** BEGIN Record excerpts **
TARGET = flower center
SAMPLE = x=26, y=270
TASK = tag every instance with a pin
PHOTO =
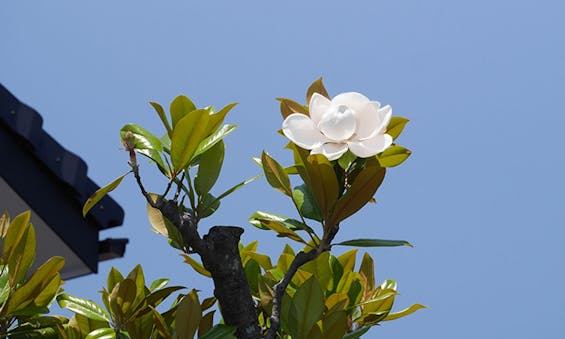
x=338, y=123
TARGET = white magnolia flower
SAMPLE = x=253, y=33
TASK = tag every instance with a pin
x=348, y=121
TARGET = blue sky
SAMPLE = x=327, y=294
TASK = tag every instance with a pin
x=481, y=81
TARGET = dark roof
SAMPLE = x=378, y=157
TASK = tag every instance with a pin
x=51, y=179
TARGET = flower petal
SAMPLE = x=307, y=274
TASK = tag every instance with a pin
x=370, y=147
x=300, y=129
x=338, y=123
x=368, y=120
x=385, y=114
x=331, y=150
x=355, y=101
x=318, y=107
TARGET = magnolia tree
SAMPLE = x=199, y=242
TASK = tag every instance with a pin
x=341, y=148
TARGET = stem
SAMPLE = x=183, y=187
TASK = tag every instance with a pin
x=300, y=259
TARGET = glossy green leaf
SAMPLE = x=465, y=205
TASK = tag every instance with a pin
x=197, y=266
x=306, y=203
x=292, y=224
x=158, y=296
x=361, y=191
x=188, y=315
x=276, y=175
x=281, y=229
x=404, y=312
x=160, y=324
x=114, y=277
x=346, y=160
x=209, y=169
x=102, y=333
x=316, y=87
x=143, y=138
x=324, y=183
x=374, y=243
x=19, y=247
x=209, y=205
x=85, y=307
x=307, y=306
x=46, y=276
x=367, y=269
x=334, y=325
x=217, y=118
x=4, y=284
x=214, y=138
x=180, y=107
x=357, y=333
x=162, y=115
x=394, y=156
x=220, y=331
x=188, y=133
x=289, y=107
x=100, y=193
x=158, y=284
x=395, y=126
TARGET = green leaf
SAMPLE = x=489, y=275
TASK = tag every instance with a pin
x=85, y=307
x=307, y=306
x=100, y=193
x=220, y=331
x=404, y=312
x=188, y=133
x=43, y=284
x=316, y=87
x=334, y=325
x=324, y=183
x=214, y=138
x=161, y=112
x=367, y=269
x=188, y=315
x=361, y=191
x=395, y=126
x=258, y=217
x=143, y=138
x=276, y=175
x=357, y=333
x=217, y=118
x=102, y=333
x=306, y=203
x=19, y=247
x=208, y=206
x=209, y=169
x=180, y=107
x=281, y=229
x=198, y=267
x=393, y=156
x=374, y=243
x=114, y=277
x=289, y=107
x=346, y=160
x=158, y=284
** END Record excerpts **
** BEGIN Record excerpts **
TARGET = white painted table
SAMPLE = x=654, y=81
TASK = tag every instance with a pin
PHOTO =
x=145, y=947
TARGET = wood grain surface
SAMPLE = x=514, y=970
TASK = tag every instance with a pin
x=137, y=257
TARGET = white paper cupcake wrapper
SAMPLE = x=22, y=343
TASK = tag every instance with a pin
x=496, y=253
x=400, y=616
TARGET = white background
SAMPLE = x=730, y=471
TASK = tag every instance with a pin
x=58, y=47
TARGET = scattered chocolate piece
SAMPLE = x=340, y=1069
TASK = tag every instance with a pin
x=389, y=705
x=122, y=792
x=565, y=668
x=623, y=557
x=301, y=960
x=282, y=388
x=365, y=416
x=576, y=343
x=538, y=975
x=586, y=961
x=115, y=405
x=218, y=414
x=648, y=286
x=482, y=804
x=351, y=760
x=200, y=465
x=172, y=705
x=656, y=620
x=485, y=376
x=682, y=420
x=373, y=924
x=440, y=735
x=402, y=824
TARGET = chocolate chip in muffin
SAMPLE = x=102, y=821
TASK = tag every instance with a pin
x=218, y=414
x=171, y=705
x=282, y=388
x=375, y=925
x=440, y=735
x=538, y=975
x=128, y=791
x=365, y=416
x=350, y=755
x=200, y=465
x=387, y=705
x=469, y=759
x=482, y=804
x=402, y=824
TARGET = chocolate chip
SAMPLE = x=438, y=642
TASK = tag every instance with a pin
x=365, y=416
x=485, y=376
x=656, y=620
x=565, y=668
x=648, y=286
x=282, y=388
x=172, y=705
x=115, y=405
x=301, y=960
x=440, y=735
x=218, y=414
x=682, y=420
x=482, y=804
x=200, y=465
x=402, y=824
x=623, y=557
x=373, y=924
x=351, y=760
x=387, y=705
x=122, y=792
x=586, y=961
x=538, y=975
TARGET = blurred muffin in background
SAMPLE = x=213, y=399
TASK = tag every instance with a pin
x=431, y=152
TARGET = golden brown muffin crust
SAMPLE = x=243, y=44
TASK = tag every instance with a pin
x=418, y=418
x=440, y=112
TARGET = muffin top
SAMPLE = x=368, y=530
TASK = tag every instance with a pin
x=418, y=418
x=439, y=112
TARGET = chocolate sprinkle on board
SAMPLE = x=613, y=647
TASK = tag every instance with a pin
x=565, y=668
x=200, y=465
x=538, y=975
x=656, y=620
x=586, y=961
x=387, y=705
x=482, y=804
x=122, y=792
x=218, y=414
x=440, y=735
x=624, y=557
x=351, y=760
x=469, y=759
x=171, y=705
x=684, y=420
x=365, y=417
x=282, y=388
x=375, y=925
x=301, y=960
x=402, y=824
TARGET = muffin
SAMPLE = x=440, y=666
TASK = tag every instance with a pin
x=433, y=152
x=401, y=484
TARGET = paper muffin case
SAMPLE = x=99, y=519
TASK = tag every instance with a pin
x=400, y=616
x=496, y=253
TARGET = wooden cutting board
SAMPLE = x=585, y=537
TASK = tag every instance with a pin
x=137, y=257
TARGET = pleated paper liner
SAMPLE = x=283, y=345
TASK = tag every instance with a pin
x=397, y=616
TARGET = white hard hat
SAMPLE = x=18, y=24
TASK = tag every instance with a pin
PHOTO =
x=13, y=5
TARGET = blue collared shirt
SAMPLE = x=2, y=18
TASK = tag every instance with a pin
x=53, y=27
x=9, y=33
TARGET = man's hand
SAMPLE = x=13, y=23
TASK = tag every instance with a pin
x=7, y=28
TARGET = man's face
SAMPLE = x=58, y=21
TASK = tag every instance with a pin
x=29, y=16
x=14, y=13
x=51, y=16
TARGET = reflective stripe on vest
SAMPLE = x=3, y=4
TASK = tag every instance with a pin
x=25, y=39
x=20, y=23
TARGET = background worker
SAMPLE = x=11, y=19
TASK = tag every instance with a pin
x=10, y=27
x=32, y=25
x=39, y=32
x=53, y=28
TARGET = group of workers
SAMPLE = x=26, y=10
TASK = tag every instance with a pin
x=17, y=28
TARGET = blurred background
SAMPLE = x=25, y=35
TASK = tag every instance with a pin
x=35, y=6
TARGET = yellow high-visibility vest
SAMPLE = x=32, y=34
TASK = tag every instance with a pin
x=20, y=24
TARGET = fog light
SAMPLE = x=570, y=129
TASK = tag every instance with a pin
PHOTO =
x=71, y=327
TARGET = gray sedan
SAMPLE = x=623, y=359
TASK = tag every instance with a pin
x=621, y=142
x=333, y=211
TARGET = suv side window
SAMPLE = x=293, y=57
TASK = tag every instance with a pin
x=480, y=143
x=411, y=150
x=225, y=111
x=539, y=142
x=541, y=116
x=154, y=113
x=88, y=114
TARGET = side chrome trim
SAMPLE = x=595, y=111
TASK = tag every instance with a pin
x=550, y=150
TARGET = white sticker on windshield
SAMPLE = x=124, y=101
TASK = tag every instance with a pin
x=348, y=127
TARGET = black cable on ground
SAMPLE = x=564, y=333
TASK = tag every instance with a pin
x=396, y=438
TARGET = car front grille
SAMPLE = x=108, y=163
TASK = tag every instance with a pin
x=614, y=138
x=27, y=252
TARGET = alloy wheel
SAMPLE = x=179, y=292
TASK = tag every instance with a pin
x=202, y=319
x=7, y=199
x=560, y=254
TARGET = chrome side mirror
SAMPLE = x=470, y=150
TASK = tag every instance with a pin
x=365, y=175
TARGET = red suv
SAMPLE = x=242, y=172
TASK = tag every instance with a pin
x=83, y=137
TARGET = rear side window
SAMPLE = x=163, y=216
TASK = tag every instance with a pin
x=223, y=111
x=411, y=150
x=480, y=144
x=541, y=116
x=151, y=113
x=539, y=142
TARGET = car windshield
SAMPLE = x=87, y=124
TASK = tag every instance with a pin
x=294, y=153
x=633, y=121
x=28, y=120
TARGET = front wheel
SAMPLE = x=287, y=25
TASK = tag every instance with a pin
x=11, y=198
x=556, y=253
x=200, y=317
** END Record excerpts **
** BEGIN Record excerpts **
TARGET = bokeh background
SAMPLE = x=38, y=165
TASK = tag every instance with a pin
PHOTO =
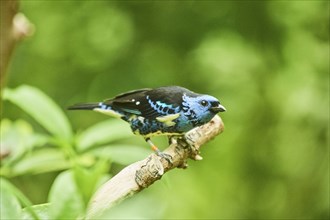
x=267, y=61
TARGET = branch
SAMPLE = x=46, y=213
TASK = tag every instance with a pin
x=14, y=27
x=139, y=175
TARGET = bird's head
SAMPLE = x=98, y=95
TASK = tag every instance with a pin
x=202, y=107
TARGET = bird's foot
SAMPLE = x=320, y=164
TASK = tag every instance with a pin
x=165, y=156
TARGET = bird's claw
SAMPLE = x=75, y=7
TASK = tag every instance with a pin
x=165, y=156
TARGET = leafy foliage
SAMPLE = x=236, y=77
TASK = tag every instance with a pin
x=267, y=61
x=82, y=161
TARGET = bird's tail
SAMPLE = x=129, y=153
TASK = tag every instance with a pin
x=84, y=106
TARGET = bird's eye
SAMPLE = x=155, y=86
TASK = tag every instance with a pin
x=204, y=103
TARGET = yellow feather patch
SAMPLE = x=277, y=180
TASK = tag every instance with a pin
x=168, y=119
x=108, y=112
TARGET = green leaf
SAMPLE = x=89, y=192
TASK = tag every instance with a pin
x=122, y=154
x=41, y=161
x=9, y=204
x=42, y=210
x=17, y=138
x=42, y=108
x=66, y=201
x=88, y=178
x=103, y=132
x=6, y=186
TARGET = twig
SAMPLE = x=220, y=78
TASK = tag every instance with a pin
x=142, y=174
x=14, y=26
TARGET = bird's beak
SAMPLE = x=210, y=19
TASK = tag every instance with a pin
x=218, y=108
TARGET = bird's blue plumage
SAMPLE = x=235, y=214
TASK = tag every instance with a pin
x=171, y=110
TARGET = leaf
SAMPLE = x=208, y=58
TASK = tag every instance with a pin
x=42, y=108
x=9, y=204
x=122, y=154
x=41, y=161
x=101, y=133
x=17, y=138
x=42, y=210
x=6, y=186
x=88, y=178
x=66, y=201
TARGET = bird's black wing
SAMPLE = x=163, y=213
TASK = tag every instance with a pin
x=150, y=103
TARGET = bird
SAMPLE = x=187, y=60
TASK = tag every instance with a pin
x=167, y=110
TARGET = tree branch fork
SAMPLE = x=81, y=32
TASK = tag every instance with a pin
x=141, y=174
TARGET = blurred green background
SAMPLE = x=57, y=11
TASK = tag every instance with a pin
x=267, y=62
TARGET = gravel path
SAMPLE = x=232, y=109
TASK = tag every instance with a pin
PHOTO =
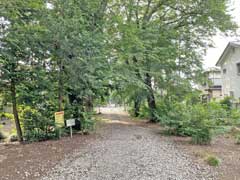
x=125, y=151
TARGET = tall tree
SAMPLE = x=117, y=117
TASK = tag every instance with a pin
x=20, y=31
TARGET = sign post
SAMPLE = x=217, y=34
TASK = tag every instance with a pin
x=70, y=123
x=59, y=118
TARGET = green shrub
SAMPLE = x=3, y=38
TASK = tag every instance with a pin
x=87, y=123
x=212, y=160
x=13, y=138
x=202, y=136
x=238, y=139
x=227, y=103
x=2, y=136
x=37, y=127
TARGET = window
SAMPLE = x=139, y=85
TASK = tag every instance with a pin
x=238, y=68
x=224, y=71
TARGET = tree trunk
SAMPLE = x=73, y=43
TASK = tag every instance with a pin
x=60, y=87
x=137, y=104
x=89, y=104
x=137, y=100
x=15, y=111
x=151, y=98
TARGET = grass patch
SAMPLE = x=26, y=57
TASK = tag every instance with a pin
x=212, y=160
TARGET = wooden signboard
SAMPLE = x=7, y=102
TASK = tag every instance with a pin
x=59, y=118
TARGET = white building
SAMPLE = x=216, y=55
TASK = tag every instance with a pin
** END Record excerpts **
Direction:
Convert the lines of the listing that begin at the line containing "TARGET = suv side window" and end after the line containing "x=550, y=150" into a JSON list of strings, with one string per line and no blank lines.

Final result:
[
  "TARGET = suv side window",
  "SAMPLE = x=293, y=57",
  "TASK = tag every instance with a pin",
  "x=480, y=143",
  "x=411, y=150",
  "x=225, y=111",
  "x=539, y=142",
  "x=541, y=116",
  "x=154, y=113",
  "x=88, y=114",
  "TARGET = side chrome trim",
  "SAMPLE = x=595, y=111",
  "TASK = tag every instance with a pin",
  "x=550, y=150"
]